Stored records
────
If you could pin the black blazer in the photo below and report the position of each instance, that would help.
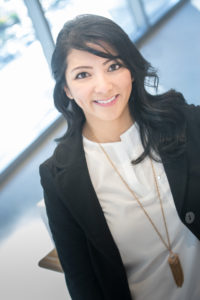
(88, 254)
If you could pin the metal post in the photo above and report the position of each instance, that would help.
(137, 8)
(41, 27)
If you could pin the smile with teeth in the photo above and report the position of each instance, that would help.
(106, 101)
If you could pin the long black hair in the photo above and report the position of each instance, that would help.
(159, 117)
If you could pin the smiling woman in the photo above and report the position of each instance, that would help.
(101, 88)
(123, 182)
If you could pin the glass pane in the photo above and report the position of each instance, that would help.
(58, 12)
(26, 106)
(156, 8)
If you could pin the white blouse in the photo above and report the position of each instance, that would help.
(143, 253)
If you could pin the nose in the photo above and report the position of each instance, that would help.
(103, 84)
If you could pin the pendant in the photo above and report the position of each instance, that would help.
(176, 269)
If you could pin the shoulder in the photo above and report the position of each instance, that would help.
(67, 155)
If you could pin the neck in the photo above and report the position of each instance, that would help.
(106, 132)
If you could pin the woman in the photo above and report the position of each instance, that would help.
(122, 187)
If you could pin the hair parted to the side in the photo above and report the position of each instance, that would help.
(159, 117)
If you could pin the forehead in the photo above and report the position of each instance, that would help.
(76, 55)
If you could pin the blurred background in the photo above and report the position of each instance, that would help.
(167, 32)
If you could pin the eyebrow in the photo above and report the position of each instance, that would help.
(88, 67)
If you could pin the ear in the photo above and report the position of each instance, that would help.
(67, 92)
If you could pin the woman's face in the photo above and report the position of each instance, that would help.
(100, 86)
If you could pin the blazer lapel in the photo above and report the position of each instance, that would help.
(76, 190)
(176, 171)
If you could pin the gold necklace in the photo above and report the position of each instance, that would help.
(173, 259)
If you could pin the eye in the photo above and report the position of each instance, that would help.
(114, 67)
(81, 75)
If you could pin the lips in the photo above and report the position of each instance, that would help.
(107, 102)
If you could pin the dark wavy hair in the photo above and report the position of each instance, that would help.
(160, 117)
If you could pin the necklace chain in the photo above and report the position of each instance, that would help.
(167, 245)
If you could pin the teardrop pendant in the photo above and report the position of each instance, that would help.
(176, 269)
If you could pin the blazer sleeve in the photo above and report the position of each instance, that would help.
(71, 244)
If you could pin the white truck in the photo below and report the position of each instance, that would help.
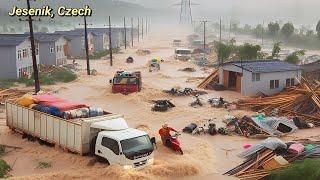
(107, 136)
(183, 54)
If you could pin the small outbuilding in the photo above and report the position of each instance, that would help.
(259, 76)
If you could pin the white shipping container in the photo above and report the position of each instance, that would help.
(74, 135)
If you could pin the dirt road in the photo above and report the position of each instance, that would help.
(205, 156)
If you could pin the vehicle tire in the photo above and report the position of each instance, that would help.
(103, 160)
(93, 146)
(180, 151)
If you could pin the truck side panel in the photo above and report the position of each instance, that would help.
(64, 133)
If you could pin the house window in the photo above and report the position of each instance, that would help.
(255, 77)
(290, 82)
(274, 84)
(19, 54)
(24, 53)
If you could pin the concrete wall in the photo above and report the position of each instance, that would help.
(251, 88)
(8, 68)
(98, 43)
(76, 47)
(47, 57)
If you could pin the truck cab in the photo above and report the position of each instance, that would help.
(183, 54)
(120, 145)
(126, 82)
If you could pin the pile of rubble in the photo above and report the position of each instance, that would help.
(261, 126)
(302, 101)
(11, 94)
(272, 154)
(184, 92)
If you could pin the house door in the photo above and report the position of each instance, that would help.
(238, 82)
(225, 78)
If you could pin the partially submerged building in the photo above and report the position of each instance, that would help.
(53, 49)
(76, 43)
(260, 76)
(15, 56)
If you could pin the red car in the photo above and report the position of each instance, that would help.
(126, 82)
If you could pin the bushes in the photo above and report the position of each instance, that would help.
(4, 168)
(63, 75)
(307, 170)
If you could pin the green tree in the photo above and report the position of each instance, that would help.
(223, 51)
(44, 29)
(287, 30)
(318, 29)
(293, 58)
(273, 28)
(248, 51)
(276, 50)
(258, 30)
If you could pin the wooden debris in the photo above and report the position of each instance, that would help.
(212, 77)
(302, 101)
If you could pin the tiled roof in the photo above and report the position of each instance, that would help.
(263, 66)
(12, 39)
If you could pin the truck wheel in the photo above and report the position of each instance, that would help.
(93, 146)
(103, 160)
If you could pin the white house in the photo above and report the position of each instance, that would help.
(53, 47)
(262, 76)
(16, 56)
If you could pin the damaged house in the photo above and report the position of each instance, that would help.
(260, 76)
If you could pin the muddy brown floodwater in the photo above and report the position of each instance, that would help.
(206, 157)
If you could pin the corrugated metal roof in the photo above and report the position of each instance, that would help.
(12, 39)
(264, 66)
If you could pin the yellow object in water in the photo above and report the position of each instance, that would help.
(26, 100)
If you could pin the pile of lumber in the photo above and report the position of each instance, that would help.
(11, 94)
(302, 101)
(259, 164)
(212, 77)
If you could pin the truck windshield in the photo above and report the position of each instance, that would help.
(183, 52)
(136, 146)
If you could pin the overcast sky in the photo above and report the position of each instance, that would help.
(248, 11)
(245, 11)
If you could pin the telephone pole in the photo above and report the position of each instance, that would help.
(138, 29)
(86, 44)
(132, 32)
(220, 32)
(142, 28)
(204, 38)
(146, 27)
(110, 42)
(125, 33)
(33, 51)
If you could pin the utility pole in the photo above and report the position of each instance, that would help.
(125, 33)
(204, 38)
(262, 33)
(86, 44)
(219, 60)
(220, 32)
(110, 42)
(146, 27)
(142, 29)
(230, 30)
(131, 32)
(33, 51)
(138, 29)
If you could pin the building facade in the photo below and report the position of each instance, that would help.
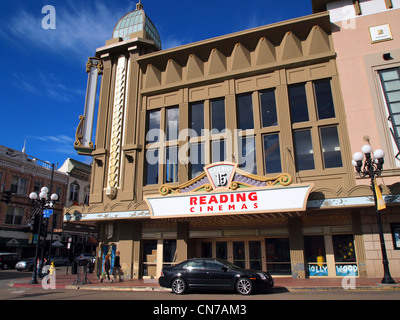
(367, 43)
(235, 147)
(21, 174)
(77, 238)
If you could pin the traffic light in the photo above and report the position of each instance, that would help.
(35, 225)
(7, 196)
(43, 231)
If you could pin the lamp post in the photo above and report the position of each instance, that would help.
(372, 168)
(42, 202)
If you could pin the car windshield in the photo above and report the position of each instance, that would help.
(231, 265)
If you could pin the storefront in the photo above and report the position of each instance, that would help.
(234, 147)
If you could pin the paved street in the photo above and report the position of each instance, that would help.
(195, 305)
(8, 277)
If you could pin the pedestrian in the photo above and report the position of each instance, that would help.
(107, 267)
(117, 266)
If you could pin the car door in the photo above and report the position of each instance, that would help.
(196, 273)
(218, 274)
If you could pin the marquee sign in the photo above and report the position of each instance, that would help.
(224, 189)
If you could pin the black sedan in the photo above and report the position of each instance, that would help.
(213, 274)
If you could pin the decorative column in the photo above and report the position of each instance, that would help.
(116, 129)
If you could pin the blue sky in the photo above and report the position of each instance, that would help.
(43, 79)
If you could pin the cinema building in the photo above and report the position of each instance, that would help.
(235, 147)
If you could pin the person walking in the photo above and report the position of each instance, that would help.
────
EXERCISE DETAILS
Would you transcribe all of the data exactly, apart from its pictures?

OUTPUT FOR THIS TASK
If you could pin the black blazer in the photo below and report the position of each instance, that would help.
(88, 254)
If you could pin the metal post in the photo above and report the position of each instance, that would help.
(137, 8)
(41, 27)
If you could pin the smile with teeth in the photo above and report the position of each instance, that would help.
(106, 101)
If you could pin the long black hair in the photo above and report the position of each instance, that would help.
(159, 117)
If you could pin the smiling woman in the photo above and report the position of each instance, that would help.
(101, 88)
(123, 182)
If you could pin the glass pane in the photo above and report the position of each instance, that would help.
(58, 12)
(26, 106)
(156, 8)
If you could pin the white blouse in the photo above and report the position of each instance, that would help.
(143, 253)
If you could pin the nose in the photo above and report the position of each instance, that would help.
(103, 84)
If you could pin the pendant in the photo above and report the position of each instance, that would help.
(176, 269)
If you could pin the shoulder in the photo above and report the position of each instance, that would help.
(67, 155)
If you could pin the neck in the photo above and report the position of each instance, that would help.
(106, 132)
If you could pin the woman in the photo above and report the position of each instance, that would help.
(122, 187)
If you could pin the hair parted to the side in the photo above and report the position of each instance, that would help.
(159, 117)
If you could pin the forehead in the photo above and report the position of each instance, that would help.
(76, 55)
If you could pin the blurred background in the photo above and report the position of each instance, that would help.
(167, 32)
If you could pin the eyebrow in the photo above and report the position of each instance, that would help.
(88, 67)
If you could pin the ear in the photo above and report the position of each instance, that would help.
(67, 92)
If you could pin the woman's face in the photo above and report the position of each instance, that would help.
(100, 86)
If you could pin the blazer lapel in the photo above and report the position of each instance, that would help.
(76, 190)
(176, 171)
If you could pin the gold necklace in the photo above and report the position of each instance, that would help.
(173, 259)
If you could pin the eye in the photo above and report the position of each instance, that would help.
(114, 67)
(81, 75)
If you could pin the lips in the photo above and report the position of each instance, that would help.
(107, 102)
If you could pin the dark wavy hair in the photo above and report the position of each instance, that would help.
(160, 117)
If you could pin the necklace chain in the photo above and report the position of each instance, that would help.
(167, 245)
If you could pin the teardrop pendant in the photo above and report the position of each instance, that would help.
(176, 269)
If you could pin the blazer sleeve in the photo above and report the position of each instance, that would help.
(71, 244)
If you could pin the white truck in the photo below and report the position of each instance, that would help.
(107, 136)
(183, 54)
If you could pin the small outbuilding in the photo above and report the position of each instance, that would help.
(259, 76)
If you could pin the white shipping container in the photo above and report the position of each instance, that would help.
(74, 135)
If you could pin the dirt road in the photo above and report the position of each instance, that would help.
(205, 156)
If you could pin the vehicle tire in the photo above and report the position of each instance, that would help.
(103, 160)
(93, 146)
(180, 151)
If you could pin the truck side panel in the photo above and report the position of each instance, that would help.
(64, 133)
If you could pin the house window in the photo above and report the position of each instance, that would help.
(255, 77)
(290, 82)
(274, 84)
(19, 54)
(24, 53)
If you could pin the concrete wall in the photo above and report the position of each instance, that would help.
(251, 88)
(8, 68)
(98, 43)
(76, 47)
(47, 57)
If you could pin the truck cab in the photo above and report the position of each instance, that would help.
(183, 54)
(120, 145)
(126, 82)
If you could pin the pile of rubble in the photo above and report the position of each instance, that would help.
(261, 126)
(302, 101)
(11, 94)
(272, 154)
(184, 92)
If you could pin the house door in the photo above and report the position of each instance, that would help.
(238, 82)
(225, 78)
If you could pin the partially submerged building in the photo above and report the position of each instance, that would help.
(53, 49)
(76, 43)
(260, 76)
(15, 56)
If you could pin the red car in the photo above and report the position of each instance, that would help.
(126, 82)
If you could pin the bushes in the photo above and report the position of each instance, that would help.
(4, 168)
(63, 75)
(307, 170)
If you could pin the green tree in the photo above and report the position of each instance, that would help.
(223, 51)
(44, 29)
(287, 30)
(318, 29)
(293, 58)
(273, 28)
(248, 51)
(276, 50)
(258, 30)
If you could pin the wooden debris in the photo above and report the position of each instance, that would help.
(212, 77)
(302, 101)
If you could pin the tiled roof in the photo above and report the position of each instance, that would help.
(263, 66)
(12, 39)
If you could pin the truck wheel in the photo above and report the position of each instance, that would help.
(93, 146)
(103, 160)
If you could pin the white house in the photo above and report the position of each instance, that would help.
(53, 47)
(262, 76)
(16, 56)
If you could pin the damaged house in the photo above and report the position of each instance, that would help.
(260, 76)
If you could pin the muddy brown floodwater in the photo above and report the position of each instance, that would help.
(206, 157)
If you could pin the corrugated metal roof in the photo above and report the position of each instance, that would help.
(12, 39)
(264, 66)
If you could pin the yellow object in water in the photo above and report the position of each instance, that would help.
(26, 100)
If you could pin the pile of lumber in the photo above and report the position of each instance, that would help.
(11, 94)
(302, 101)
(259, 164)
(212, 77)
If you could pin the truck windshield in the photo above and report the position of each instance, that would help.
(183, 52)
(136, 146)
If you could pin the overcast sky in the photo above and report the position of each instance, that would help.
(248, 11)
(245, 11)
If you could pin the telephone pole in the photo above and report the position of each instance, that would help.
(138, 29)
(86, 44)
(132, 32)
(220, 32)
(142, 28)
(204, 38)
(146, 27)
(110, 42)
(125, 33)
(33, 51)
If you could pin the utility pole in the photo above and report the position of each instance, that would help.
(125, 33)
(204, 38)
(262, 33)
(86, 44)
(219, 60)
(220, 32)
(110, 42)
(146, 27)
(142, 29)
(230, 30)
(131, 32)
(33, 51)
(138, 29)
If you could pin the building facade in the photo below and report the position of each instance, that would help.
(367, 43)
(235, 147)
(21, 174)
(77, 238)
If you could pin the traffic light in the photo above and report the position of each instance, that would help.
(35, 225)
(7, 196)
(43, 231)
If you could pin the lamp post in the photo above and report the position of each instance, that would help.
(372, 168)
(42, 202)
If you could pin the car windshield in the photo above and report the position of each instance, that would help.
(231, 265)
If you could pin the storefront in the photo above and report the position of each instance, that would help.
(234, 147)
If you could pin the paved street in the photo above and report the position of each instance, that would help.
(195, 305)
(8, 277)
If you could pin the pedestrian in the photo above and report the position of each instance, that would help.
(107, 267)
(117, 266)
If you could pin the car door in the photo above and report the position of each instance, that would help.
(196, 273)
(218, 274)
If you could pin the marquee sign in the photo above and report the position of each instance, that would help.
(224, 189)
If you could pin the black sedan in the photo above and report the position of each instance, that would help.
(213, 274)
If you could pin the decorative column in the photo above and report the position of each instance, that would help.
(116, 129)
If you could pin the blue sky in the photo above and report the position of each instance, that would help.
(43, 79)
If you could pin the cinema building in the photo above and report the position of each instance, that would help.
(235, 147)
If you could pin the person walking in the photo above and report the position of each instance, that would help.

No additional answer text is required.